Vermeld in volgorde alle koppen van hoofdstukken, paragrafen en artikelen die in de brontekst voorkomen, met nummer en titel.
═════ Brontekst ═════
Artikel 13. Sociale activering

  • 1.

    Het college kan een persoon die behoort tot de doelgroep activiteiten aanbieden in het kader van sociale activering.

  • 2.

    Het college stemt de duur van de in lid 1 bedoelde activiteiten af op de mogelijkheden en capaciteiten van die persoon.

 

Hoofdstuk 6. Specifieke bepalingen doelgroep Breed offensief

Paragraaf 6.1 Administratief proces loonkostensubsidie

 

Artikel 14. Specifiek aanvraagproces loonkostensubsidie

  • 1.

    Het college verstrekt overeenkomstig artikel 10d, van de wet, ambtshalve of op aanvraag, loonkostensubsidie aan de werkgever die voornemens is een dienstbetrekking aan te gaan met een persoon die behoort tot de doelgroep loonkostensubsidie. In geval van een aanvraag zijn het tweede tot en met het vijfde lid van dit artikel van toepassing.

  • 2.

    Het college bevestigt de ontvangst van de aanvraag schriftelijk aan de werkgever, of als de aanvraag wordt gedaan door de persoon, aan de werkgever en de persoon.

  • 3.

    Een aanvraag voor loonkostensubsidie wordt, als het een persoon betreft die nog niet behoort tot de doelgroep loonkostensubsidie, ook beschouwd als een aanvraag om vast te stellen of de persoon behoort tot de doelgroep loonkostensubsidie, bedoeld in artikel 10c, eerste lid, onder a, van de wet. Als deze aanvraag is gedaan na het begin van de dienstbetrekking voor een persoon als bedoeld in artikel 10d, tweede lid, van de wet, wordt de vaststelling of de persoon behoort tot de doelgroep loonkostensubsidie bepaald door middel van de Praktijkroute.

  • 4.

    Het college stelt binnen 8 weken na ontvangst van de aanvraag de loonwaarde vast, tenzij in overleg met de werkgever toepassing wordt gegeven aan artikel 10d, vijfde lid, van de wet.

  • 5.

    Het college neemt bij het verstrekken van de loonkostensubsidie het preferente proces loonkostensubsidie in acht.

 

Paragraaf 6.2 Procedure persoonlijke ondersteuning bij werk en overige voorzieningen

 

Artikel 15. Voorwaarden toekenning persoonlijke ondersteuning bij werk en overige voorzieningen

  • 1.

    Het college kan persoonlijke ondersteuning bij werk en overige voorzieningen verstrekken ten behoeve van een persoon met een arbeidsbeperking.

  • 2.
═════ Opgeslagen rijen ═════
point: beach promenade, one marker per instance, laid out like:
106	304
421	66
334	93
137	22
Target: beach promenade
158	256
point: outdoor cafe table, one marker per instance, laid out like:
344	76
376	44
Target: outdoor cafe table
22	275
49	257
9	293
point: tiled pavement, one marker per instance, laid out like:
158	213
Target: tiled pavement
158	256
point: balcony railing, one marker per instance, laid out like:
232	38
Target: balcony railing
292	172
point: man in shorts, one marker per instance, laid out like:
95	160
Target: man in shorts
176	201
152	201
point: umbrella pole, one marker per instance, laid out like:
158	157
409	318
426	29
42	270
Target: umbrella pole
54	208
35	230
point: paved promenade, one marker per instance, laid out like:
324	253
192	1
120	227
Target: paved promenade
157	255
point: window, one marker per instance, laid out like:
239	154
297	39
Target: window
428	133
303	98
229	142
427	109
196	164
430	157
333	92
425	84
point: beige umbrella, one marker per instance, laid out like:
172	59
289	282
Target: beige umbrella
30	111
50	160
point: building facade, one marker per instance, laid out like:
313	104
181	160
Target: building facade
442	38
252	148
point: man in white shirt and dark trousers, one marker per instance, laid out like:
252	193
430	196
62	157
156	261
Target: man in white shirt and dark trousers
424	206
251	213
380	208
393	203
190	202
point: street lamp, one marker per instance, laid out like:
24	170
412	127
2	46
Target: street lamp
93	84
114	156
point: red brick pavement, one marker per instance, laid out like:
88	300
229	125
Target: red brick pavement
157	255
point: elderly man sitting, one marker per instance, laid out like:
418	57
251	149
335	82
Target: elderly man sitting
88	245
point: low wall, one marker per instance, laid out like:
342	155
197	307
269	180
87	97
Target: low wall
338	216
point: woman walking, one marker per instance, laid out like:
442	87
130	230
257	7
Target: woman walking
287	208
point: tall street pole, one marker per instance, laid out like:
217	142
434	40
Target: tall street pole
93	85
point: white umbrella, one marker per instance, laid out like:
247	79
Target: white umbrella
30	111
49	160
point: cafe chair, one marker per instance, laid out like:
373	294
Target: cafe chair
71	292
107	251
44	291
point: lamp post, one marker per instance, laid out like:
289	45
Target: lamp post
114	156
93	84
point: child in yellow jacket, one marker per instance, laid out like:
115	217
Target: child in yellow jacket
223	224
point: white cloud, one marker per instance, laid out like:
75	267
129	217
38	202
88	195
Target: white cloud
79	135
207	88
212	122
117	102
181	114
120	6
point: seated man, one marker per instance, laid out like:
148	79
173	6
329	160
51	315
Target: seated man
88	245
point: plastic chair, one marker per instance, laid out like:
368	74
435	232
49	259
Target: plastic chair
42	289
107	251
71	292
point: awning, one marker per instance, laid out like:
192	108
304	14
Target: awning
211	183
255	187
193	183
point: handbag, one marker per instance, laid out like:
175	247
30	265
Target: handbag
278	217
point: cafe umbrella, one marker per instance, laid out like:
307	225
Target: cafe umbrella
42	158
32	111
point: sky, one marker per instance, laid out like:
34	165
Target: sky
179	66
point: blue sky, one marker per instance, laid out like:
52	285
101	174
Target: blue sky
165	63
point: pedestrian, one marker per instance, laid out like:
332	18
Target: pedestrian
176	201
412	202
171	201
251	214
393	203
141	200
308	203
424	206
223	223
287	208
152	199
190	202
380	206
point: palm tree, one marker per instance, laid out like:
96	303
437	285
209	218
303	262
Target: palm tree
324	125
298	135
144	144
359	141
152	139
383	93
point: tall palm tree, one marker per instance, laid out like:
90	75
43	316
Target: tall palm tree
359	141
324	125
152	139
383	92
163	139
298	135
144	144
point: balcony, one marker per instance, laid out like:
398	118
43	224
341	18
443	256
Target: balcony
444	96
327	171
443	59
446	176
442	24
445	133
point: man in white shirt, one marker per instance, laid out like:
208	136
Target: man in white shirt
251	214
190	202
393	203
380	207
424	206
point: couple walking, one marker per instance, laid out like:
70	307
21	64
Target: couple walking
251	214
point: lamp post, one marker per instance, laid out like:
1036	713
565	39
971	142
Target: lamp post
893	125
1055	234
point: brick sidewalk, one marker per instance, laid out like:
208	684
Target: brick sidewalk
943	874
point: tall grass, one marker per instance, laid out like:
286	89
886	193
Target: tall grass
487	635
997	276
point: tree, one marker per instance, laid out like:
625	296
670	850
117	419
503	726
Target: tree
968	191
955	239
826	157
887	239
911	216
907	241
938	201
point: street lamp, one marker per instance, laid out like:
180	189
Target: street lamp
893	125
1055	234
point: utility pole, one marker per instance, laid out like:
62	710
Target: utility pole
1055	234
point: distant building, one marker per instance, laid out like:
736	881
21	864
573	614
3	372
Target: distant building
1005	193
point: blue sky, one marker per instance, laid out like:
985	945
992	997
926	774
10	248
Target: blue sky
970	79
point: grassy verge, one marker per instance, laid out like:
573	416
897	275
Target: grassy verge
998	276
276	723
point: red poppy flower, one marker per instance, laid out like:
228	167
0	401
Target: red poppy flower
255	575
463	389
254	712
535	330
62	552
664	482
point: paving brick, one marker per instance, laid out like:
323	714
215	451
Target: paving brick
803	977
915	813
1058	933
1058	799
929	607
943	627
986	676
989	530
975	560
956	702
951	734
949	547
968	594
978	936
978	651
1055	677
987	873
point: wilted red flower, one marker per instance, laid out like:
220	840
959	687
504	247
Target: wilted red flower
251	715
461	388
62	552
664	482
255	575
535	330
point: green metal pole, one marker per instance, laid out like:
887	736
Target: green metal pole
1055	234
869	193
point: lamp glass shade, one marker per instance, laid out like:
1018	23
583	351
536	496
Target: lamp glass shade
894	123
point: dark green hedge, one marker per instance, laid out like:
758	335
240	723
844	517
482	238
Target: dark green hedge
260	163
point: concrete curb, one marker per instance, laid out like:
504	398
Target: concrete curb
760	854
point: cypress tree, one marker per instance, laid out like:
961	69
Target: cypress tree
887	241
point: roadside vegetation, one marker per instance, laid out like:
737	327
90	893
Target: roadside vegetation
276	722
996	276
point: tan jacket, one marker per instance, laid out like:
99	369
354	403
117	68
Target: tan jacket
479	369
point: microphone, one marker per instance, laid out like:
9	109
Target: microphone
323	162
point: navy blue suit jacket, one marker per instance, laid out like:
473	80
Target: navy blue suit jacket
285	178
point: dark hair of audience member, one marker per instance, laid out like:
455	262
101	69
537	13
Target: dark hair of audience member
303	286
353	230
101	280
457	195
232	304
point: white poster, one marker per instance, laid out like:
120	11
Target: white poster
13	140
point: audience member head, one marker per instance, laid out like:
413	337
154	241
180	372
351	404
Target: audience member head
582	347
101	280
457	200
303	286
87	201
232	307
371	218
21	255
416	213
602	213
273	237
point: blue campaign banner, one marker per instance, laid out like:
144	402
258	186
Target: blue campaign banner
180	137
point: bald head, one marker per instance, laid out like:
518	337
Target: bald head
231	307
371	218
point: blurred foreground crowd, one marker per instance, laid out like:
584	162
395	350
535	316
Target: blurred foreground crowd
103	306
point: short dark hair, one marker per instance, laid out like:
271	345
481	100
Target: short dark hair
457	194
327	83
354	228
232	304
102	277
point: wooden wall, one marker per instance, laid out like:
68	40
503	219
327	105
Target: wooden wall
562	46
═════
Volledig antwoord:
- Artikel 13. Sociale activering
- Hoofdstuk 6. Specifieke bepalingen doelgroep Breed offensief
- Paragraaf 6.1 Administratief proces loonkostensubsidie
- Artikel 14. Specifiek aanvraagproces loonkostensubsidie
- Paragraaf 6.2 Procedure persoonlijke ondersteuning bij werk en overige voorzieningen
- Artikel 15. Voorwaarden toekenning persoonlijke ondersteuning bij werk en overige voorzieningen